Otherwise, when the user intent is unresolved, e.g., when none of the scores generated for the possible intents satisfy the confidence threshold, the DAS 160 deems the query 120 as ambiguous. In scenarios when the DAS 120 determines a user intent of the query 120 is unresolved/ambiguous, the DAS 160 may simply provide a default response. For instance, if the query 120 only includes the entity-specifying terms “Tiger Woods”, the query interpreter 162 would be unable to determine whether the user intent is to view popular videos (e.g., You Tube) of Tiger Woods playing golf, whether the user intent is news seeking to attain currently trending news about the golfer Tiger Woods, or some other user intent because the user intent was not explicit in the query 120. In this example, the default response provided by the DAS 120 may include some general bibliographic information about the golfer Tiger Woods. However, if the query 120 were provided shortly after Tiger Wood's car accident in California, there is a strong likelihood that the user wants to ascertain news about the car accident, in which the default response conveying bibliographic information about Tiger Woods has little value to the user.
Implementations herein are directed toward leveraging currently trending search results related to the query 120 in order to resolve/extract a user intent when the query interpreter 162 determines the query 120 is ambiguous. Accordingly, the DAS 160 may use the resolved user intent to generate a contextually-relevant response 122 to the query 120, whereby the response 122 includes information attained from a particular intent vertical associated with the resolved user intent. In the example shown, the DAS 160 may invoke a search module (e.g., search engine) 164 to conduct a search related to an ambiguous query 120 in response to the query interpreter 162 determining that a user intent of the query is unresolved. Here, the query 120 may include one or more terms that specify an entity/topic for use as the search terms by the search engine 164 for conducting the search. After conducting the search, the search module 164 may output a list of currently trending search results for the query 120 to a user intent resolver 166. Here, the user intent resolver 166 may identify the search result in in the first position of the currently trending search results retrieved from the search module 164, determine a search result type associated with the search result in the first position, and then resolve/extract the user intent based on the search result type associated with the search result in the first position. The “search result type” may refer to a response vertical such as bibliographic, news, music, transportation/travel. For instance, applying the example above, a search result in the first position of currently trending search results related to the query “Tiger Woods” would be associated with a search result type of news-seeking shortly after the car accident. As such, the intent resolver 166 would resolve the user intent as being news-seeking to prompt fulfillment 168 of the query and generate a news-seeking response rather than the default response containing bibliographic information for Tiger Woods. Accordingly, the fulfillment 168 at the DAS 160 generates and delivers a more relevant response 122 to the query 120 in the context of the real world by leveraging currently trending search results.
Notably, if the search module 164 performed the same search related to the ambiguous query 120 some time prior to the car accident Tiger Woods was in, the search result in the first position would likely be associated with the bibliographic-related search result type. In this scenario, the intent resolver 166 would resolve the user intent as being bibliographic-related, and thereby cause the fulfillment 168 of the query 120 by generating the same response as the default response containing the bibliographic information for Tiger Woods. Accordingly, the DAS 160 may deliver contextually-relevant responses 122 to ambiguous queries 120 that change dynamically based on currently trending search results.

• _Jobs_:
1 > From the passage on ambiguous queries, extract the text from "Notably, if the" to "on currently trending search results.".
2 > What examples of a response vertical does the passage on ambiguous queries give for the term "search result type"?

• _Stored data_:

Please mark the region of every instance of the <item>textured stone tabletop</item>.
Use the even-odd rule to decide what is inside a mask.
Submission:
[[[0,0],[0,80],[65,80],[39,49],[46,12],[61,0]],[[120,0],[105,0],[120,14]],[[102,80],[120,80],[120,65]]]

• _Results in order_:
1 >
Notably, if the search module 164 performed the same search related to the ambiguous query 120 some time prior to the car accident Tiger Woods was in, the search result in the first position would likely be associated with the bibliographic-related search result type. In this scenario, the intent resolver 166 would resolve the user intent as being bibliographic-related, and thereby cause the fulfillment 168 of the query 120 by generating the same response as the default response containing the bibliographic information for Tiger Woods. Accordingly, the DAS 160 may deliver contextually-relevant responses 122 to ambiguous queries 120 that change dynamically based on currently trending search results.

2 > Bibliographic, news, music, and transportation/travel.